++++ GIVEN RECORDS ++++
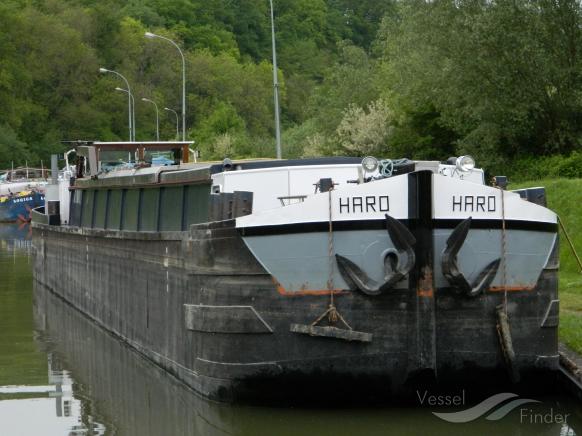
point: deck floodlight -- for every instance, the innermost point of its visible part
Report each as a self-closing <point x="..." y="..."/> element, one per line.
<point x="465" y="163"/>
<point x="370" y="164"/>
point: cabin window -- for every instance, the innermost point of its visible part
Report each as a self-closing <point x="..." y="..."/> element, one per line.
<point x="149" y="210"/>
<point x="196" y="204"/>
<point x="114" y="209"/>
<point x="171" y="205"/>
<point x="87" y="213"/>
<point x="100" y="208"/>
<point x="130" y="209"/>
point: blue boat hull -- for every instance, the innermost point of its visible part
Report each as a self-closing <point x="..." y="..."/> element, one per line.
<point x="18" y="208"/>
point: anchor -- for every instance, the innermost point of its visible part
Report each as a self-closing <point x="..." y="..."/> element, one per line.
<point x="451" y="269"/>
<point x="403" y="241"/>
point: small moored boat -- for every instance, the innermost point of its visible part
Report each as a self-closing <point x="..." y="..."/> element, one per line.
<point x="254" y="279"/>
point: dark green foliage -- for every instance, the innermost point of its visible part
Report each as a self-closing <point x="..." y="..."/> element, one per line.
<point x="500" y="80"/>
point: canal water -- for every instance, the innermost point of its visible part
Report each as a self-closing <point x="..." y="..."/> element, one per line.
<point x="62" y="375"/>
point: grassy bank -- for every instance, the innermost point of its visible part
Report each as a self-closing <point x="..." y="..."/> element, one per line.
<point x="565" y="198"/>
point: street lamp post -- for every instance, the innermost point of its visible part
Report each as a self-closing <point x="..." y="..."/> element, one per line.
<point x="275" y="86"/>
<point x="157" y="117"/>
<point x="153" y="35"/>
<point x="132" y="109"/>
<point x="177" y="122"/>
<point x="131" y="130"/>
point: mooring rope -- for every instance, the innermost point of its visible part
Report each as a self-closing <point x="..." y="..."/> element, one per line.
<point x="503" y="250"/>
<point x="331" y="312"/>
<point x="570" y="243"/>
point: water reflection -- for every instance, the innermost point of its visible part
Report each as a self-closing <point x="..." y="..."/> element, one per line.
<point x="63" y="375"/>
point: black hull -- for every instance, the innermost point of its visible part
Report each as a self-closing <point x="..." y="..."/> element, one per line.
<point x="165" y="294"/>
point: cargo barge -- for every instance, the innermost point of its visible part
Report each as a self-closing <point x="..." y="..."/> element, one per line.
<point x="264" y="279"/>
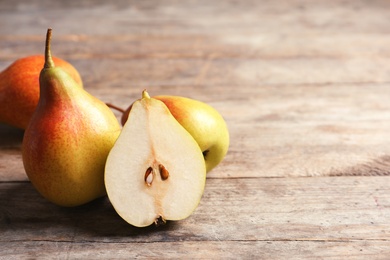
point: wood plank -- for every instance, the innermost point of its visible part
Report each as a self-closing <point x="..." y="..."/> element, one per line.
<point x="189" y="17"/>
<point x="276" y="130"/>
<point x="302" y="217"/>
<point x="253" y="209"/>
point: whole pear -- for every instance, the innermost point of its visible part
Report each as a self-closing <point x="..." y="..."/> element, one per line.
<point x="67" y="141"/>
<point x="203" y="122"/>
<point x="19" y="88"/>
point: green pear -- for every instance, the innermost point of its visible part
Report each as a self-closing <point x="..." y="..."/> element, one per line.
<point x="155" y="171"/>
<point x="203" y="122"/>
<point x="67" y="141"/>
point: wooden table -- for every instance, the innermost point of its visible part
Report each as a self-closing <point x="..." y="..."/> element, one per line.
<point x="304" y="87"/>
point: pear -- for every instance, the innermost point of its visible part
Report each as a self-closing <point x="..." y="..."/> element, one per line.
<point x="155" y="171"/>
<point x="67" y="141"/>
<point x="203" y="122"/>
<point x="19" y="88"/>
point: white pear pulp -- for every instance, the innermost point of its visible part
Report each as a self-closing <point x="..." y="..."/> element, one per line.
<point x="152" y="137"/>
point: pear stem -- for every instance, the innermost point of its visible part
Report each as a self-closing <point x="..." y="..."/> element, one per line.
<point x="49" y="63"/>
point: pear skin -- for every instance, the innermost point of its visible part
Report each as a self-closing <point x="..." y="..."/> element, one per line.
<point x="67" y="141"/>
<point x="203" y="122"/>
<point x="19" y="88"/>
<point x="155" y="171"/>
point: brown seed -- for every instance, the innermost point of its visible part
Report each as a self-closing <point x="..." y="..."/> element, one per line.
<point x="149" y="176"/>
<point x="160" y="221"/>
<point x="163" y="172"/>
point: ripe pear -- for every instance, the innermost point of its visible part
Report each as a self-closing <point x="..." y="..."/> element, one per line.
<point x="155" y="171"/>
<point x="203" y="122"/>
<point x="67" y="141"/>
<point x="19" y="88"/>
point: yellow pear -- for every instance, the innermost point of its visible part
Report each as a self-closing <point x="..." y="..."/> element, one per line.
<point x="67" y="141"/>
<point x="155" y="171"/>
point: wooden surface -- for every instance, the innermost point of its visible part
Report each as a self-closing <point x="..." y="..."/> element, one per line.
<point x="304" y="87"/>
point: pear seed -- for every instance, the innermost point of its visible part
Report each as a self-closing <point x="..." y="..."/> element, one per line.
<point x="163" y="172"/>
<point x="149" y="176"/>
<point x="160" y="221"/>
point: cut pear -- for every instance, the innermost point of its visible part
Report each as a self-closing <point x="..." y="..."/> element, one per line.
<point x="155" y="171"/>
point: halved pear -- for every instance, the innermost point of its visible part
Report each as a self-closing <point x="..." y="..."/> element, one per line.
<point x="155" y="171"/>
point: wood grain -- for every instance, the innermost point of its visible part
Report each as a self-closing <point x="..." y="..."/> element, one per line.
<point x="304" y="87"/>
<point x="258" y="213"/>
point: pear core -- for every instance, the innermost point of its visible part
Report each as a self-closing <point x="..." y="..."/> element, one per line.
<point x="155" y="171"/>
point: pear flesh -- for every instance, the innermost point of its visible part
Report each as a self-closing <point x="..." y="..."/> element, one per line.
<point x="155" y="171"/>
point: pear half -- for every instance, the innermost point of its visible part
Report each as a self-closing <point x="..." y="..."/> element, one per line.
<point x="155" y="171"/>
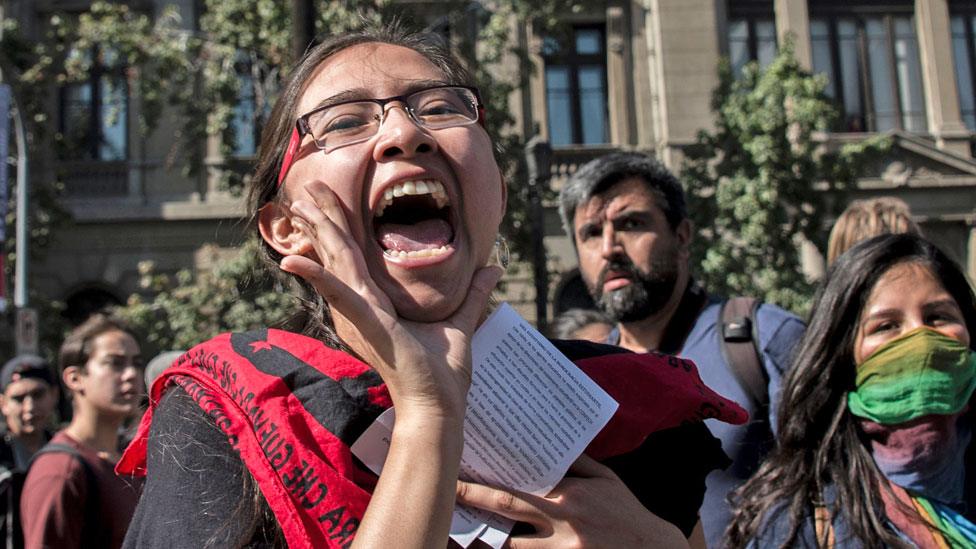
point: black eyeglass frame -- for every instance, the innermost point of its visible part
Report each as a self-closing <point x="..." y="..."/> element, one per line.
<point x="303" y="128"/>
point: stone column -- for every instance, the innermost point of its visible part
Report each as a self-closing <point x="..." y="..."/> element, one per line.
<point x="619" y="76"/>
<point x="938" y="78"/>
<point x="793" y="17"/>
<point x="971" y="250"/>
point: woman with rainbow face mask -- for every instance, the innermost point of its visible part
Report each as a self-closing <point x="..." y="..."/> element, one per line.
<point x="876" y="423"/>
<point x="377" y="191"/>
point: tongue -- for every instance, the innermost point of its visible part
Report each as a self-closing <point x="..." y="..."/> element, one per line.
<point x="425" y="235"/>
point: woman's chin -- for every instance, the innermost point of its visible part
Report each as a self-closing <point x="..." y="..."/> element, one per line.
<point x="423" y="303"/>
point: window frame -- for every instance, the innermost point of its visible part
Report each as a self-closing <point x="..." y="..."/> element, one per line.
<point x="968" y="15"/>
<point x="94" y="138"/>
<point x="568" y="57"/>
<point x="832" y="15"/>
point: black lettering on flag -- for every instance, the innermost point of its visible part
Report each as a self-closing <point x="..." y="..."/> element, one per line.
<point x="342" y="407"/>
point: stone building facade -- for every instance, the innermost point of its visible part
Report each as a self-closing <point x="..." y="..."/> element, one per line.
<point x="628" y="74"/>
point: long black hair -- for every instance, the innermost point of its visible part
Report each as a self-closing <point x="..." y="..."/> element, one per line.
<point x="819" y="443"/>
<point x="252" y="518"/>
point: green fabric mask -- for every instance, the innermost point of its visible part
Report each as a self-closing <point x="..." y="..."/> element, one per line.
++++
The listing above must be printed again exactly, minus its pictures.

point: deck floodlight -- for every instance, the innermost point of its visible part
Report each as a self-closing <point x="..." y="..."/> element, one per line.
<point x="465" y="163"/>
<point x="370" y="164"/>
point: cabin window -- for every instance, the innermost point of its visible part
Report each as a self-closing <point x="..." y="..."/> element, one per line.
<point x="149" y="210"/>
<point x="196" y="204"/>
<point x="114" y="209"/>
<point x="171" y="205"/>
<point x="87" y="213"/>
<point x="100" y="208"/>
<point x="130" y="209"/>
point: blue boat hull -- for every instance, the innermost point of its visible part
Report each as a self-closing <point x="..." y="..."/> element, one per line.
<point x="18" y="208"/>
point: anchor -- for every instance, the innermost point of its visible part
Report each as a self-closing <point x="..." y="..."/> element, one per line.
<point x="451" y="269"/>
<point x="403" y="241"/>
point: small moored boat -- for every instance, the innermost point of its visible part
Report each as a self-closing <point x="..." y="..."/> element, one per line.
<point x="254" y="279"/>
point: dark green foliage -- for every instance, the innermost point of its visible part
Report each as a self-closing <point x="..." y="..."/> element, one per line.
<point x="500" y="80"/>
point: canal water -- for every instance, the innermost point of its visible part
Report each as a self-closing <point x="..." y="..."/> element, one per line.
<point x="62" y="375"/>
point: grassy bank -- for every instance, the innermost point of its visible part
Report each as a self-closing <point x="..." y="..."/> element, one per line.
<point x="565" y="198"/>
point: street lamp post -- for every instance, the innermost point of its visible part
Report each as a self-closing <point x="..." y="..."/> element, one per line.
<point x="275" y="86"/>
<point x="157" y="117"/>
<point x="153" y="35"/>
<point x="132" y="109"/>
<point x="177" y="122"/>
<point x="131" y="130"/>
point: mooring rope -- for every instance, the innermost point of its visible part
Report each as a self-closing <point x="..." y="..."/> element, one per line.
<point x="503" y="250"/>
<point x="331" y="312"/>
<point x="570" y="243"/>
point: water reflection -- for every instance, the innermost point of its visible part
Report each as a self-closing <point x="..." y="..."/> element, one per line.
<point x="63" y="375"/>
point: black hull -- for every instance, the innermost point of its visible part
Report each as a self-closing <point x="..." y="..."/> element, one per line.
<point x="165" y="294"/>
point: cargo barge -- for every instance, the innermost point of its visible part
Report each as a self-closing <point x="..." y="..."/> element, one per line.
<point x="264" y="279"/>
point: wood plank -- for every instance, the innermost point of its visible part
Report each as a self-closing <point x="..." y="..."/> element, one per line.
<point x="189" y="17"/>
<point x="276" y="130"/>
<point x="302" y="217"/>
<point x="253" y="209"/>
point: whole pear -- for every instance, the innermost point of its visible part
Report each as a self-closing <point x="..." y="..."/> element, one per line.
<point x="67" y="141"/>
<point x="203" y="122"/>
<point x="19" y="88"/>
point: green pear -- for every instance, the innermost point of its visible part
Report each as a self-closing <point x="..." y="..."/> element, one per line.
<point x="155" y="171"/>
<point x="203" y="122"/>
<point x="67" y="141"/>
point: wooden table -- for every instance, the innermost point of its visible part
Report each as a self-closing <point x="..." y="..."/> element, one per line.
<point x="304" y="87"/>
point: pear -- for every instance, the innermost point of its visible part
Report each as a self-closing <point x="..." y="..."/> element, one per line.
<point x="155" y="171"/>
<point x="67" y="141"/>
<point x="203" y="122"/>
<point x="19" y="88"/>
point: white pear pulp -- for every instance, the innermost point of its visible part
Report each as a self-closing <point x="..." y="..."/> element, one per line.
<point x="152" y="137"/>
point: pear stem -- for every instance, the innermost point of its visible part
Report each as a self-closing <point x="..." y="..."/> element, one per line.
<point x="49" y="63"/>
point: pear skin -- for every instance, the innermost point of its visible part
Report each as a self-closing <point x="..." y="..."/> element, one per line.
<point x="67" y="141"/>
<point x="203" y="122"/>
<point x="19" y="88"/>
<point x="155" y="171"/>
point: brown seed -- for every instance, the innermost point of its visible part
Report each as a self-closing <point x="..." y="..."/> element, one per line.
<point x="149" y="176"/>
<point x="160" y="221"/>
<point x="163" y="172"/>
point: ripe pear -- for every instance, the innermost point of its visible part
Report each as a self-closing <point x="..." y="..."/> element, one per line.
<point x="155" y="171"/>
<point x="203" y="122"/>
<point x="67" y="141"/>
<point x="19" y="88"/>
point: yellow pear -- for every instance, the innermost point of its visible part
Report each as a self-closing <point x="..." y="..."/> element, one per line.
<point x="67" y="141"/>
<point x="155" y="171"/>
point: wooden surface -- for every instance, the innermost point of its visible part
Report each as a self-closing <point x="..." y="..."/> element, one per line.
<point x="304" y="87"/>
point: pear seed -- for every instance, the innermost point of its visible part
Report each as a self-closing <point x="..." y="..."/> element, one per line.
<point x="163" y="172"/>
<point x="149" y="176"/>
<point x="160" y="221"/>
point: cut pear -- for every instance, the innermost point of its visible part
Report each as a self-closing <point x="..." y="..."/> element, one per line.
<point x="155" y="171"/>
point: halved pear -- for every instance, the innermost point of its visible part
Report each as a self-closing <point x="..." y="..."/> element, one per line.
<point x="155" y="171"/>
point: wood grain -- for every instance, the innermost point of its visible part
Report each as a self-closing <point x="..." y="..."/> element, one per line.
<point x="304" y="87"/>
<point x="258" y="213"/>
point: pear core -- for every instance, the innermost point of its visible part
Report each as a self-closing <point x="..." y="..."/> element, one per line.
<point x="155" y="171"/>
point: pear flesh -- for every instance, the innermost point of its visible part
Report each as a self-closing <point x="..." y="..."/> element, one per line.
<point x="155" y="171"/>
point: pear half -- for every instance, the innermost point of its visible part
Report each as a self-closing <point x="..." y="..."/> element, one per line.
<point x="155" y="171"/>
point: black eyeglass frame -- for every instance, the innermost point of its visible part
Report each as a self-closing <point x="..." y="..."/> element, one per line.
<point x="303" y="128"/>
point: stone column -- for every instance, the innermost point of its visible part
Report each as a self-closing <point x="..." y="..."/> element, one per line.
<point x="619" y="76"/>
<point x="938" y="78"/>
<point x="793" y="17"/>
<point x="971" y="250"/>
point: woman with rainbow face mask -- for every instance, the innermost point of its visible part
Report each as a self-closing <point x="..." y="..."/> element, one per line.
<point x="876" y="423"/>
<point x="377" y="191"/>
point: tongue -- for every instance, the innermost point of its visible part
Report each as a self-closing <point x="..." y="..."/> element, one per line.
<point x="425" y="235"/>
point: woman's chin -- for every instance, the innermost point of its visible part
Report each as a self-closing <point x="..." y="..."/> element, one per line.
<point x="423" y="303"/>
point: window frame -- for every instance, the innermost point of its visible part
Report each as a self-closing <point x="..." y="..."/> element, one per line.
<point x="968" y="15"/>
<point x="94" y="138"/>
<point x="568" y="57"/>
<point x="832" y="15"/>
point: black lettering on flag -- for every instance, the innermost point of its visible part
Report each as a self-closing <point x="..." y="..."/> element, one per line.
<point x="342" y="407"/>
point: stone building facade -- for every instance, the innermost point of its visible part
Report each as a self-closing <point x="..." y="..."/> element, one per line.
<point x="628" y="74"/>
point: long black hair -- for every instance, the innermost point of its visible part
Report each as a self-closing <point x="..." y="..."/> element, one per line.
<point x="819" y="443"/>
<point x="252" y="518"/>
point: green fabric mask -- for every instance, the innermost point of its visible part
Report each as a self-closing <point x="..." y="..."/> element, one per line.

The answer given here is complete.